--- Data for processing Enclosed Below ---

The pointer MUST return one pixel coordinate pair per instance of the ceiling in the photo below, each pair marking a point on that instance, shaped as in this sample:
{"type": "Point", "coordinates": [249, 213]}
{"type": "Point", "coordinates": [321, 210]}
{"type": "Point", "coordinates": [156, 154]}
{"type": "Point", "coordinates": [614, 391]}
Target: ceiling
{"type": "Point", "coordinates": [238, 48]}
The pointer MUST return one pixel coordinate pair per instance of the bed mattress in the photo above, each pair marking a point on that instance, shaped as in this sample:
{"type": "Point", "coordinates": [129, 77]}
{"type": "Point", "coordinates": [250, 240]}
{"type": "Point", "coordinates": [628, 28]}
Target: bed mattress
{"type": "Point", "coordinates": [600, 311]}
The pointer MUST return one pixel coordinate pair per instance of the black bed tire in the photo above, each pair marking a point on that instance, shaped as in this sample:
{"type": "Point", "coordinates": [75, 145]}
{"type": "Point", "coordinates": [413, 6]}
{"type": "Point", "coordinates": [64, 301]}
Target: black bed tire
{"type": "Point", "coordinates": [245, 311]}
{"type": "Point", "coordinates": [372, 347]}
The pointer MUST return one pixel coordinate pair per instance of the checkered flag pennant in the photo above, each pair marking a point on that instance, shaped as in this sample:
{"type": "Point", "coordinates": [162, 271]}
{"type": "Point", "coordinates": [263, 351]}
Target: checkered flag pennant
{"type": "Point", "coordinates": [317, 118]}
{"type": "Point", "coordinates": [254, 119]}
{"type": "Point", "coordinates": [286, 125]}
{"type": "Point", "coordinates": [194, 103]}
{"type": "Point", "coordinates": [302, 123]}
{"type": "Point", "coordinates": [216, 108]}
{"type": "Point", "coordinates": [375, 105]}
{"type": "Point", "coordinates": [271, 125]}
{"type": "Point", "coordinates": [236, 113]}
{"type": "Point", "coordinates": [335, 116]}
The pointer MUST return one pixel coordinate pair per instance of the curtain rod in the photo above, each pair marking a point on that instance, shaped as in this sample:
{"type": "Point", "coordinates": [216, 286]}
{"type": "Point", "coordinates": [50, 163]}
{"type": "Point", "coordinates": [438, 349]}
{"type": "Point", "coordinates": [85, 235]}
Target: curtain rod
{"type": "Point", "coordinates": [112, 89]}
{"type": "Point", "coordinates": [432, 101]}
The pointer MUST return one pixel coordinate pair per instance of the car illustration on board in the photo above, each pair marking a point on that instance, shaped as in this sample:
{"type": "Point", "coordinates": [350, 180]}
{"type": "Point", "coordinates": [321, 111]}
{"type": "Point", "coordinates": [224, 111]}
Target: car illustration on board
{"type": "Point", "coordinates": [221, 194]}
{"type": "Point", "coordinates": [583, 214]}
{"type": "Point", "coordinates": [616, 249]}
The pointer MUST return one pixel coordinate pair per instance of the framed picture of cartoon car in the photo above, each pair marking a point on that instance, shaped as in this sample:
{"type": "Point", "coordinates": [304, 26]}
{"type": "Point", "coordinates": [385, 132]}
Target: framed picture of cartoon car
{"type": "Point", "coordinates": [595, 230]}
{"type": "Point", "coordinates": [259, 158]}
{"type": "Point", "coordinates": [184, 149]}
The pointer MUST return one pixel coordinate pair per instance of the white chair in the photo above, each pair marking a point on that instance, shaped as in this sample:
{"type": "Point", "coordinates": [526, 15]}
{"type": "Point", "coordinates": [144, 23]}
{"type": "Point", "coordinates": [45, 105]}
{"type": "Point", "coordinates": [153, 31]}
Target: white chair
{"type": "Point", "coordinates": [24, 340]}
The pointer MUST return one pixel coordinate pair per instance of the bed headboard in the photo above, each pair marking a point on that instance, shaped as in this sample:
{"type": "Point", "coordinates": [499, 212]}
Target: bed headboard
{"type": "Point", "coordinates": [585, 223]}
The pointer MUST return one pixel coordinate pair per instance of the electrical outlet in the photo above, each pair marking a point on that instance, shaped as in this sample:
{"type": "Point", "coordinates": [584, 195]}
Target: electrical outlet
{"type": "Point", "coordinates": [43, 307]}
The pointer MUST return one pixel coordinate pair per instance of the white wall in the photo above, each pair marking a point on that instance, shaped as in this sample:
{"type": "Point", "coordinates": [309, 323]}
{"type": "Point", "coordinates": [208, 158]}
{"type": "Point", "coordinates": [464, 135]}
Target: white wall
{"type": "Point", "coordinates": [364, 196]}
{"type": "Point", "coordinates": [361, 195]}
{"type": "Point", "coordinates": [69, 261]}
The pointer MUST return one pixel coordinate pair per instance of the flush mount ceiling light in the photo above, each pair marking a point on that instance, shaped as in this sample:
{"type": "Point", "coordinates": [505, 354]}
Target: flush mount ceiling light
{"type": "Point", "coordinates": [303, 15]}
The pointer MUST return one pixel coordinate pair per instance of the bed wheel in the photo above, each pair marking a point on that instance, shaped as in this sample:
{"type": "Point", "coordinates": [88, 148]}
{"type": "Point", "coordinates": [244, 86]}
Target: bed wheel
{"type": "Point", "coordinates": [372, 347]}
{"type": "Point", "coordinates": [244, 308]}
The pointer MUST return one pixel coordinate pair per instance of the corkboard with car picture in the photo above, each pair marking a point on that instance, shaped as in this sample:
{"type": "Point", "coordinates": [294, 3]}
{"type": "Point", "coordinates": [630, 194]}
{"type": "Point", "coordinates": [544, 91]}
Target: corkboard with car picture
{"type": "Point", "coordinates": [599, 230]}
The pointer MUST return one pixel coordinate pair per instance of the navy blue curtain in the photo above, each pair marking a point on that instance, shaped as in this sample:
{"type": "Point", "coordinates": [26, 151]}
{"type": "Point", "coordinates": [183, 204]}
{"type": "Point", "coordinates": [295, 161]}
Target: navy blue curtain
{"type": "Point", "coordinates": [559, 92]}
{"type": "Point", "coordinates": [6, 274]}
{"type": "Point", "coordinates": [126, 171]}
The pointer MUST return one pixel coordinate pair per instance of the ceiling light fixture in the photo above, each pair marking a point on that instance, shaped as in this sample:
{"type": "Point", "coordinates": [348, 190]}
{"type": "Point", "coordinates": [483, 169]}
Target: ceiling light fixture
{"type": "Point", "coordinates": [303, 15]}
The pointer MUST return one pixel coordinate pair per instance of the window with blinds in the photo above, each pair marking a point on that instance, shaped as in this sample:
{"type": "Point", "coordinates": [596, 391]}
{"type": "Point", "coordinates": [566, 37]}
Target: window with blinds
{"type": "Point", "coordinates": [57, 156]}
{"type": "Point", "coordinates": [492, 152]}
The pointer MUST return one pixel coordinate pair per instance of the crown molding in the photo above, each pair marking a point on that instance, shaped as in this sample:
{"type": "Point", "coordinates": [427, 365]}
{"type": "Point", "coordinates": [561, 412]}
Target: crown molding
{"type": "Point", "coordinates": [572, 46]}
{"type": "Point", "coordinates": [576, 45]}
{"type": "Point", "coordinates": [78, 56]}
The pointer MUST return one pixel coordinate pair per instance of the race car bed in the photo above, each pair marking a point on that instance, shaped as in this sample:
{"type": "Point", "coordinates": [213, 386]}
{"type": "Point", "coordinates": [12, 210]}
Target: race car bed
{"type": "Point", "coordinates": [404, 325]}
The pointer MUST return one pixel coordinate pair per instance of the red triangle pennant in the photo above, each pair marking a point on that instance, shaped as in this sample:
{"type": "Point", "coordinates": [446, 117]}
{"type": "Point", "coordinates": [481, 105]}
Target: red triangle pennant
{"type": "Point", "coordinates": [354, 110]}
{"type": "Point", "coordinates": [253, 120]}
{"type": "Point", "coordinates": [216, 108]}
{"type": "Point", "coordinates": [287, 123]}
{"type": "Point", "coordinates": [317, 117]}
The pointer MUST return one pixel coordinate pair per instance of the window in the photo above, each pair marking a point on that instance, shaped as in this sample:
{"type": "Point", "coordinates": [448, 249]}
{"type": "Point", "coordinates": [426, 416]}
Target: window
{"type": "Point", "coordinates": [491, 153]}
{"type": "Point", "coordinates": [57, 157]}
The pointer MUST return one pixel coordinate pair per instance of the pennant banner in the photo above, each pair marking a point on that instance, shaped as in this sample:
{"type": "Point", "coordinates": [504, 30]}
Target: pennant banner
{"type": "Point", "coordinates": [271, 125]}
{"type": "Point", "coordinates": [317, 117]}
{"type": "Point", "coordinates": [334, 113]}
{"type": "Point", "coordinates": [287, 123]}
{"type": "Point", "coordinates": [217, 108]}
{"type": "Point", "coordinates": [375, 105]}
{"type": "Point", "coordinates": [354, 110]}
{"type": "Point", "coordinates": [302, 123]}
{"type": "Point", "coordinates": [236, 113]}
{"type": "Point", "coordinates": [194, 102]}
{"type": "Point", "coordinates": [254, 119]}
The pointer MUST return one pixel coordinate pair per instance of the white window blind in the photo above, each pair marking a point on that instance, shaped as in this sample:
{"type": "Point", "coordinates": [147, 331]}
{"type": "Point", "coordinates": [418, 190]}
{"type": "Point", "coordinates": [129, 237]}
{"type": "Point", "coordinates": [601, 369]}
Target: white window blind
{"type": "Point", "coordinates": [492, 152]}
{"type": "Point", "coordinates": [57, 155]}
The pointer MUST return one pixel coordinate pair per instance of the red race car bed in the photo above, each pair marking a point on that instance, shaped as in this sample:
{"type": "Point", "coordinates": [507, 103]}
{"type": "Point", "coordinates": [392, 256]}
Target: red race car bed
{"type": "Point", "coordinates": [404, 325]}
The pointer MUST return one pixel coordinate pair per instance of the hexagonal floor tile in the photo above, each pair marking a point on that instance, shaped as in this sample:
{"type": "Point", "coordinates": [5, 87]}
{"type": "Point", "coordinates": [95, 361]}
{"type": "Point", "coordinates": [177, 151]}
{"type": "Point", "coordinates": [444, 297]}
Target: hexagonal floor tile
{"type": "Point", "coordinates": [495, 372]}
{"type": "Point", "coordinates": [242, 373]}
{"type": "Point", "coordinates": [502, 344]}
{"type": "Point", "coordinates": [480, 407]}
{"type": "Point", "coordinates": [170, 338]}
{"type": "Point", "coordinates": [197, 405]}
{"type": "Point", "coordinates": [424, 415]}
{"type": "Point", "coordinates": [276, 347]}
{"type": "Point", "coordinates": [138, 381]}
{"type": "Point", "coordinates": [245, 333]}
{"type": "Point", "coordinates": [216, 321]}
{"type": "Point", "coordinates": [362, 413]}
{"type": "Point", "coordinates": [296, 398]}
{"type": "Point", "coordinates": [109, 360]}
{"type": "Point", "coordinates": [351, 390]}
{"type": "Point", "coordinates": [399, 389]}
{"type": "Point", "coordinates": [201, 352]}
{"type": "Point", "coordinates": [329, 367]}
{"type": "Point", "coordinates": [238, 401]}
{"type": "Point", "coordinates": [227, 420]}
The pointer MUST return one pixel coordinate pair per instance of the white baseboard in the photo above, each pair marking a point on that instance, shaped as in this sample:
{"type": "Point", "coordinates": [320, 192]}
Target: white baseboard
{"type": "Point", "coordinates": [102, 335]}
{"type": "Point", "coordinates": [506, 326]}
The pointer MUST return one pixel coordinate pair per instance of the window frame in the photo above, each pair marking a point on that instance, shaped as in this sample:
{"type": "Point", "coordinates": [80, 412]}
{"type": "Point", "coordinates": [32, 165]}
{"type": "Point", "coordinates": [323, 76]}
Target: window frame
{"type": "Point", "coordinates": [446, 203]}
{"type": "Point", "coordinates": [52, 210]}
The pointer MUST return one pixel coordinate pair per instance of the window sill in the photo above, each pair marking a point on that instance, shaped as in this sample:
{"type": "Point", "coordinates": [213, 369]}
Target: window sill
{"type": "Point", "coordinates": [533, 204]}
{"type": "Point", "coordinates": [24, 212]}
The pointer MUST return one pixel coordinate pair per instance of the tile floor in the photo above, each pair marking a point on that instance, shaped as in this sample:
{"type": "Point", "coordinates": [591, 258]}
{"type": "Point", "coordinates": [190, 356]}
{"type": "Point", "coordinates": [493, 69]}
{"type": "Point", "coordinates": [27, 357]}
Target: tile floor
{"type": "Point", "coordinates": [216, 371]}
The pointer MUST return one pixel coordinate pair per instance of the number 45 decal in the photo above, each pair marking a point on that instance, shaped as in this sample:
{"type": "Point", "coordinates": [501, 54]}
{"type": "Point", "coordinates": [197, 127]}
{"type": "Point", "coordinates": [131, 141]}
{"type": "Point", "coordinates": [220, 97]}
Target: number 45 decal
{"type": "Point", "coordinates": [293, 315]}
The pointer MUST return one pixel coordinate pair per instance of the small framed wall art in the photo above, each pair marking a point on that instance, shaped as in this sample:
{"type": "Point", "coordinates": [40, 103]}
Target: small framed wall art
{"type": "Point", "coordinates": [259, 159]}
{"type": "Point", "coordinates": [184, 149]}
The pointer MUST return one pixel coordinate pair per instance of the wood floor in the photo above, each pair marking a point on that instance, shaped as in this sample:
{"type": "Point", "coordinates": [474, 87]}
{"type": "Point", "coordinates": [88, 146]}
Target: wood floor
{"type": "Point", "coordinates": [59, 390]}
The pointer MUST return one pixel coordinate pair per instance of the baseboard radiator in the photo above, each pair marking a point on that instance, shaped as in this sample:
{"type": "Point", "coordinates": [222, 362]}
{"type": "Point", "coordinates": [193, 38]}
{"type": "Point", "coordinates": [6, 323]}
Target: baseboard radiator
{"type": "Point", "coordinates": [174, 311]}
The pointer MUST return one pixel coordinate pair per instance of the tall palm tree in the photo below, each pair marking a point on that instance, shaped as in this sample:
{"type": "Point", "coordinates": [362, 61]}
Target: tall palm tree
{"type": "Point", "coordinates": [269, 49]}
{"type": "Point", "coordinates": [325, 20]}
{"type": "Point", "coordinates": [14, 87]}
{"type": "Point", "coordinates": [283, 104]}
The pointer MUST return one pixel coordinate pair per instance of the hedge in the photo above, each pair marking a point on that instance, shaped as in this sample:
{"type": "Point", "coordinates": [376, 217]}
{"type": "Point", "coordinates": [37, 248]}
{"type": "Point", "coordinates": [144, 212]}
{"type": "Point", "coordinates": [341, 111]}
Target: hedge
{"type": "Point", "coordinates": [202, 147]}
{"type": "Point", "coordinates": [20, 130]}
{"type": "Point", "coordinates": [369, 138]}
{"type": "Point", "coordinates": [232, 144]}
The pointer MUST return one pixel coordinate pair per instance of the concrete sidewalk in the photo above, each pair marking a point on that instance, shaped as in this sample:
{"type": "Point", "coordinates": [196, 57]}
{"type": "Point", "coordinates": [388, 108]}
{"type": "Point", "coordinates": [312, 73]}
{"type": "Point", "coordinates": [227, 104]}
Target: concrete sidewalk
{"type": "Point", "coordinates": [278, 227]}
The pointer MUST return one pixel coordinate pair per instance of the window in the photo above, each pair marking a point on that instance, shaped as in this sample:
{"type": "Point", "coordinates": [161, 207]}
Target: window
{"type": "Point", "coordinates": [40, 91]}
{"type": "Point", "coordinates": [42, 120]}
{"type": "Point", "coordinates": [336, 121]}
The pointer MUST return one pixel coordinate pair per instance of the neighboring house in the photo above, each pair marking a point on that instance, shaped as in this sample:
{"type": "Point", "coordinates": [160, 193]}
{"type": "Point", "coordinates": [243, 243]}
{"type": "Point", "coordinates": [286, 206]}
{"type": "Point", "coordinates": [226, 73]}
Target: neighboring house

--- End of Enclosed Data for processing ---

Consider the entries above and return each line with the string "house".

The pointer MUST return one pixel coordinate pair per instance of the neighboring house in the photo above, each pair marking a point on that instance, shaped as in this sample:
Target: neighboring house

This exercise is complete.